■ Exercise goal: Pull out and copy every line of the following records that contains the string "below". Case counts.

■ Record excerpts:
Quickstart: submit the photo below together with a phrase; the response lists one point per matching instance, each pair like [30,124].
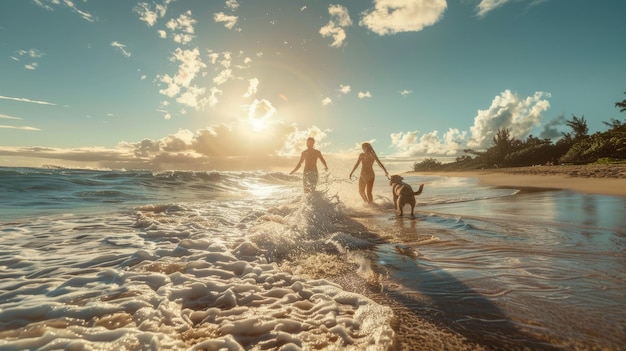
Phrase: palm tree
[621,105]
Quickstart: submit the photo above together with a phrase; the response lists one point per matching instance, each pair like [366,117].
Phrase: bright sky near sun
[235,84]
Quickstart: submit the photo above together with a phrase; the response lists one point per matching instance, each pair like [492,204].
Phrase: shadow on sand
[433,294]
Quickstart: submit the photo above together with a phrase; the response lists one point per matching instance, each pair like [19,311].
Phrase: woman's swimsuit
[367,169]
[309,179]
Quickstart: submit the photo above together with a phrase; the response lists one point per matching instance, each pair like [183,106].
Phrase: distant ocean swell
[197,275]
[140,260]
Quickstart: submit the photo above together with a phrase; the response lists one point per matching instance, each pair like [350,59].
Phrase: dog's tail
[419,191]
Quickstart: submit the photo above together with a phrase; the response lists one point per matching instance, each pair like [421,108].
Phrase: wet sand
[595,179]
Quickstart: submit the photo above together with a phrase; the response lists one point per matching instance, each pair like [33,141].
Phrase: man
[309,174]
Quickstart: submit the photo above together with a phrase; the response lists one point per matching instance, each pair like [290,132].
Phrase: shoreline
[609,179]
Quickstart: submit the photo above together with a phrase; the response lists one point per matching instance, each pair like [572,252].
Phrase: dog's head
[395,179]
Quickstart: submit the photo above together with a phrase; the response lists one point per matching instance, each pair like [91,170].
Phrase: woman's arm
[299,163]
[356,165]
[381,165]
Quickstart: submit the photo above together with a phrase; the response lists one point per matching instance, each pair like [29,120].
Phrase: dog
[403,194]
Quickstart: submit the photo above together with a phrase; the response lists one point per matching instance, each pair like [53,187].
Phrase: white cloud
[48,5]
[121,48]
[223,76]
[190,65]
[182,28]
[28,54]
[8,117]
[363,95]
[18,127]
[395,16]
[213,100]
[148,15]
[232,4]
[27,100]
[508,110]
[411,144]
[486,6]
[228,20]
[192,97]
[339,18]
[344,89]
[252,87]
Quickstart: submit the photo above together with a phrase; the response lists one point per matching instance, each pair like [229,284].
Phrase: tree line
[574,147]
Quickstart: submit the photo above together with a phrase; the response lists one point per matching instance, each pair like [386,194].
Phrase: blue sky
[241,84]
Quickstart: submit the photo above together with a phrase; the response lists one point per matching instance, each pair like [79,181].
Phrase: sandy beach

---

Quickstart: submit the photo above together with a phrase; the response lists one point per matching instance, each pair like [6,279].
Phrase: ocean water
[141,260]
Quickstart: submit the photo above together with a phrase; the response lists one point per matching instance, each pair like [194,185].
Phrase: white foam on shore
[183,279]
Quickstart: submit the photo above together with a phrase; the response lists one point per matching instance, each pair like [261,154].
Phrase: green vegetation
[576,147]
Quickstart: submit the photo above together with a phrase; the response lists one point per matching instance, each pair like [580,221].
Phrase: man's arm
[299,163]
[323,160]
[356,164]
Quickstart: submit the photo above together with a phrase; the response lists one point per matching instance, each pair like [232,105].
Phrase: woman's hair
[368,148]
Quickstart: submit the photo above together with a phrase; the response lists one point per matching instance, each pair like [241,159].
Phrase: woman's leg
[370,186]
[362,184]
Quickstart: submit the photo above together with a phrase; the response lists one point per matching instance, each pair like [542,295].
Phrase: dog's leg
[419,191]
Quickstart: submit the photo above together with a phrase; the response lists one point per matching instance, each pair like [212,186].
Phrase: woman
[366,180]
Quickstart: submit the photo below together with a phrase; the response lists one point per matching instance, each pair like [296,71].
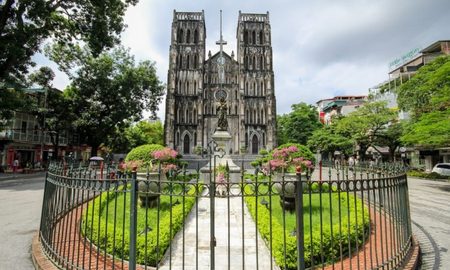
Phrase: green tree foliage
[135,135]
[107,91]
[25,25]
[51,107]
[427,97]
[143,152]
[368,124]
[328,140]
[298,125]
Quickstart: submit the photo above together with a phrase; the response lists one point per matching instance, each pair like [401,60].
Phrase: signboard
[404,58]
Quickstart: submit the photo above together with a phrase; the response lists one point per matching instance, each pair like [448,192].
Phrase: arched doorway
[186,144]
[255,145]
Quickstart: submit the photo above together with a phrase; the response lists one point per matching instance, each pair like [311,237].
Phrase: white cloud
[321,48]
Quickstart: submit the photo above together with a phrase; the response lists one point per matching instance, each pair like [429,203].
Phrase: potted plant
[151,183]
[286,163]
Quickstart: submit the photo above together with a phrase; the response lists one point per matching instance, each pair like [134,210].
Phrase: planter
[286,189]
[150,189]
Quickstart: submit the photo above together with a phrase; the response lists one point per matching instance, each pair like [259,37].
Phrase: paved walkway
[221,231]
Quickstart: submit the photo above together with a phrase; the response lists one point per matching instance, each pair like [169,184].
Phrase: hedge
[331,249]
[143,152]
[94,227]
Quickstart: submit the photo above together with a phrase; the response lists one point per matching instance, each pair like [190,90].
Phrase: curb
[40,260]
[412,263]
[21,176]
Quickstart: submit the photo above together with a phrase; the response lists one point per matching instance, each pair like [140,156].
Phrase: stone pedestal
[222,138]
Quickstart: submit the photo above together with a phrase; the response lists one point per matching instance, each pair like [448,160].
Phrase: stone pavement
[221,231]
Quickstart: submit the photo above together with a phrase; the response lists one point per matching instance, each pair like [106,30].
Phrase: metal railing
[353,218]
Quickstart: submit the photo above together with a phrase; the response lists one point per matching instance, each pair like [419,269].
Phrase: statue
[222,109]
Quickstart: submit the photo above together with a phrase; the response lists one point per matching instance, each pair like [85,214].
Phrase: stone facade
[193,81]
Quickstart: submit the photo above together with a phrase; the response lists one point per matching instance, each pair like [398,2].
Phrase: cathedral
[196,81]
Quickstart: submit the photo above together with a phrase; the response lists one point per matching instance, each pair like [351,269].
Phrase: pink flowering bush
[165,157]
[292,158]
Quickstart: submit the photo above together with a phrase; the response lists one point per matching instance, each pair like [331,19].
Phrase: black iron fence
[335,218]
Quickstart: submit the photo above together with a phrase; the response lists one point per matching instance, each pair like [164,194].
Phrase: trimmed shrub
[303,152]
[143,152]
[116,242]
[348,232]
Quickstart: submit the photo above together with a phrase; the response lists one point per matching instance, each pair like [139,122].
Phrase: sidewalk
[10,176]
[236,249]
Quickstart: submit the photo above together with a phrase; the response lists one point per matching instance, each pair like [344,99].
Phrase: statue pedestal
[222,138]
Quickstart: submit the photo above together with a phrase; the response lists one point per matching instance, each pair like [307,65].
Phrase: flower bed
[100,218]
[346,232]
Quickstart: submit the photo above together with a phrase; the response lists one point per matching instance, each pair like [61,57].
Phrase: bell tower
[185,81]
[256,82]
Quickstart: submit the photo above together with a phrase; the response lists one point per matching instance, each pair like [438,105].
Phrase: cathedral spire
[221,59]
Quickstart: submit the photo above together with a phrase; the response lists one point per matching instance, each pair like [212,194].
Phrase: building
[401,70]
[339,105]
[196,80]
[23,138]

■ Task result:
Quickstart: submit the photo below together with a phrase; the response lists one point per matching instance, each pair like [30,124].
Quickstart: submit the photo below together with a phrase; the response lists one point per matching instance, each pair like [296,71].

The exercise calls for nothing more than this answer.